Action item: Transcribe each record exactly; skip any picture.
Provided data section start
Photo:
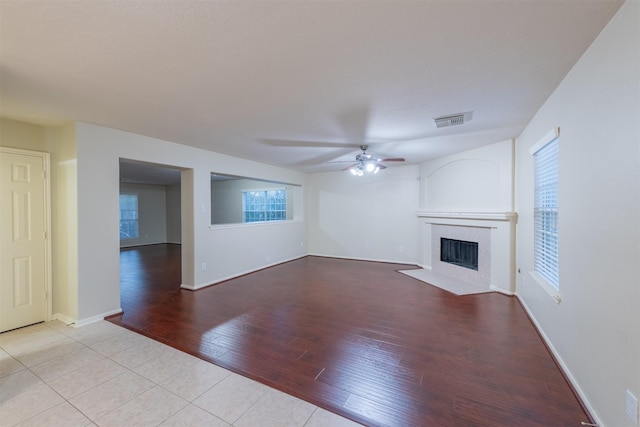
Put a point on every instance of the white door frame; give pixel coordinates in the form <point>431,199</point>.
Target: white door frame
<point>47,213</point>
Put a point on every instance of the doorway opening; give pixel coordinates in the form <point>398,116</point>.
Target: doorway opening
<point>150,231</point>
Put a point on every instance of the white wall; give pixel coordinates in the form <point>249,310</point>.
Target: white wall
<point>99,150</point>
<point>364,217</point>
<point>479,180</point>
<point>595,330</point>
<point>174,217</point>
<point>152,214</point>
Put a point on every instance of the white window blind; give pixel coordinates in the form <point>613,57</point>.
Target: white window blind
<point>546,212</point>
<point>264,205</point>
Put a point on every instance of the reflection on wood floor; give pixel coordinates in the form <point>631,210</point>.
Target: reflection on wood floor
<point>357,338</point>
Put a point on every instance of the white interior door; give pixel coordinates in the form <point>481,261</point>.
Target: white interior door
<point>24,220</point>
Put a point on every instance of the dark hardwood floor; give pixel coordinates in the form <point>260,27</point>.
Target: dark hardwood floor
<point>357,338</point>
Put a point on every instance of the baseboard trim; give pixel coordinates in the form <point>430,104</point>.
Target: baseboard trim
<point>92,319</point>
<point>235,276</point>
<point>64,319</point>
<point>566,372</point>
<point>386,261</point>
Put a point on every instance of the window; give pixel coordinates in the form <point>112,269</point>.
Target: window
<point>264,205</point>
<point>545,213</point>
<point>128,216</point>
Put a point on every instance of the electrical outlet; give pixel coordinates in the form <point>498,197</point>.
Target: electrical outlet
<point>632,407</point>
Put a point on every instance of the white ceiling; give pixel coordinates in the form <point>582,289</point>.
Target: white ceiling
<point>294,83</point>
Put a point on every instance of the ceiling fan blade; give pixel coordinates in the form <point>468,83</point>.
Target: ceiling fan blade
<point>348,167</point>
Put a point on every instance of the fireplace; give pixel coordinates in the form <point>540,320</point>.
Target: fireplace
<point>459,252</point>
<point>492,232</point>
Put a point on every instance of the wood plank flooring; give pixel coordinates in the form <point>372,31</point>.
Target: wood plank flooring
<point>357,338</point>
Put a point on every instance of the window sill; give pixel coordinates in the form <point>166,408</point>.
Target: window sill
<point>548,287</point>
<point>253,224</point>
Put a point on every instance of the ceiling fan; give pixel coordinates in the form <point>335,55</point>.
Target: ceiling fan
<point>368,164</point>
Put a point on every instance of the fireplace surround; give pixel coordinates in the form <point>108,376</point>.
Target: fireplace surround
<point>495,234</point>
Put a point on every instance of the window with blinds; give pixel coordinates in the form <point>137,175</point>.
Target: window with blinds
<point>128,216</point>
<point>546,212</point>
<point>264,205</point>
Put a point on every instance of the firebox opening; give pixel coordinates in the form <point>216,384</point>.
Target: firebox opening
<point>459,252</point>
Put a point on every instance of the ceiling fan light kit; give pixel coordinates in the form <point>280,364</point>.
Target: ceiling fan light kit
<point>366,164</point>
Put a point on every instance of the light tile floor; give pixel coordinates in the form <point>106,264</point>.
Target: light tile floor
<point>101,374</point>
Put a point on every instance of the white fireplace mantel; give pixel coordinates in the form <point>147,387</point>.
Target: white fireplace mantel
<point>502,227</point>
<point>487,216</point>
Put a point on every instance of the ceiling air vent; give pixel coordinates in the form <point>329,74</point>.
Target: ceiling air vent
<point>453,119</point>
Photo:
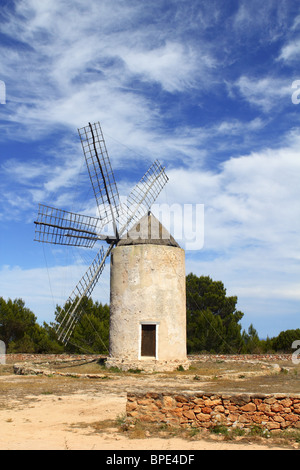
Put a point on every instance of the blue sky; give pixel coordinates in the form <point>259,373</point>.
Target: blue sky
<point>204,86</point>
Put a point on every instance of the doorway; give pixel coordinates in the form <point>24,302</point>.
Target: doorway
<point>148,340</point>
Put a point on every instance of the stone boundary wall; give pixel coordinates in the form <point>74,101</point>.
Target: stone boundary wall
<point>206,410</point>
<point>20,357</point>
Provided data section end
Response:
Photo:
Put a point on every instance of the white door frame; give pixel coordinates in the form <point>431,199</point>.
Target: white door frame
<point>47,213</point>
Put a point on every instance of the doorway opening; give pixel coordinates in the form <point>398,116</point>.
Target: doorway opening
<point>150,231</point>
Put a point on every instance of the white wall; give pixel coordinates in the form <point>249,310</point>.
Target: white wall
<point>99,150</point>
<point>364,217</point>
<point>479,180</point>
<point>595,330</point>
<point>174,217</point>
<point>152,214</point>
Put a point on every instance of the white window blind; give pixel coordinates in the form <point>613,57</point>.
Target: white window blind
<point>546,212</point>
<point>264,205</point>
Put a point on every instance of the reflection on wood floor; give pixel coordinates in the form <point>631,210</point>.
Target: reflection on wood floor
<point>357,338</point>
Put a point on every instance of the white interior door; give pixel coordinates in the form <point>481,261</point>.
Target: white interior door
<point>24,220</point>
Put a point on every instance of the dark hardwood floor; give pixel coordinates in the form <point>260,27</point>.
Target: dark hardwood floor
<point>357,338</point>
Put a point on every instance of the baseboard trim; give pixel coordinates in the form <point>430,104</point>.
Target: baseboard trim
<point>92,319</point>
<point>235,276</point>
<point>64,319</point>
<point>566,372</point>
<point>386,261</point>
Put a point on every instance of the window; give pixel coordinates in the form <point>112,269</point>.
Target: window
<point>264,205</point>
<point>545,213</point>
<point>128,216</point>
Put a point on every instance of the electrical outlet; give pixel coordinates in the form <point>498,197</point>.
Target: electrical outlet
<point>632,407</point>
Put a point on every instance of the white ceiling; give pixel coordinates in the form <point>582,289</point>.
Target: white ceiling
<point>294,83</point>
Put a point on every instance of the ceiling fan blade; give pixel coordinates in the form <point>468,83</point>.
Target: ceiling fan blade
<point>348,167</point>
Put a point on every instance of the fireplace; give pixel coordinates in the form <point>540,320</point>.
Target: fireplace
<point>459,252</point>
<point>492,232</point>
Put a point on every instance of the wood plank flooring; give pixel coordinates in the form <point>372,31</point>.
Target: wood plank flooring
<point>357,338</point>
Put a point on every instance of the window sill; give pixel coordinates in the form <point>166,408</point>.
Target: window sill
<point>548,287</point>
<point>253,224</point>
Put a point on every instance of the ceiling fan; give pixel coordinates in the form <point>335,55</point>.
Target: ceiling fan
<point>368,164</point>
Put a point on every instance of the fireplace surround; give pixel coordinates in the form <point>108,376</point>.
Target: fireplace surround
<point>495,234</point>
Put a point on every instance of the window with blinds; give pixel coordinates in the form <point>137,175</point>.
Target: window with blinds
<point>128,216</point>
<point>546,212</point>
<point>264,205</point>
Put a point on every instance of the firebox opening; give pixel coordinates in the form <point>216,384</point>.
Target: firebox opening
<point>459,252</point>
Put a point on every instance of the ceiling fan light kit; give pixel coordinates in the form <point>280,364</point>.
Target: ceiling fan light kit
<point>366,164</point>
Put a point on every instance of the light tile floor; give pixel coordinates in the form <point>106,264</point>.
Target: light tile floor
<point>101,374</point>
Put a point on every instance of the white fireplace mantel; give pixel coordinates in the form <point>147,387</point>.
Target: white fireplace mantel
<point>502,227</point>
<point>487,216</point>
Put a point on every instance of the ceiling air vent; give pixel coordinates in the form <point>329,74</point>.
Target: ceiling air vent
<point>453,119</point>
Photo:
Put a point on every instance of the blue sky; give pixel coordinates in the form <point>259,373</point>.
Target: blue sky
<point>204,86</point>
Put a point on every instance of the doorway; give pixel coordinates in the form <point>24,302</point>.
Target: doorway
<point>148,340</point>
Put a point on every instance of the stone boundary wall; give pixel coordinates in the form <point>74,101</point>.
Target: stone boundary wall
<point>206,410</point>
<point>20,357</point>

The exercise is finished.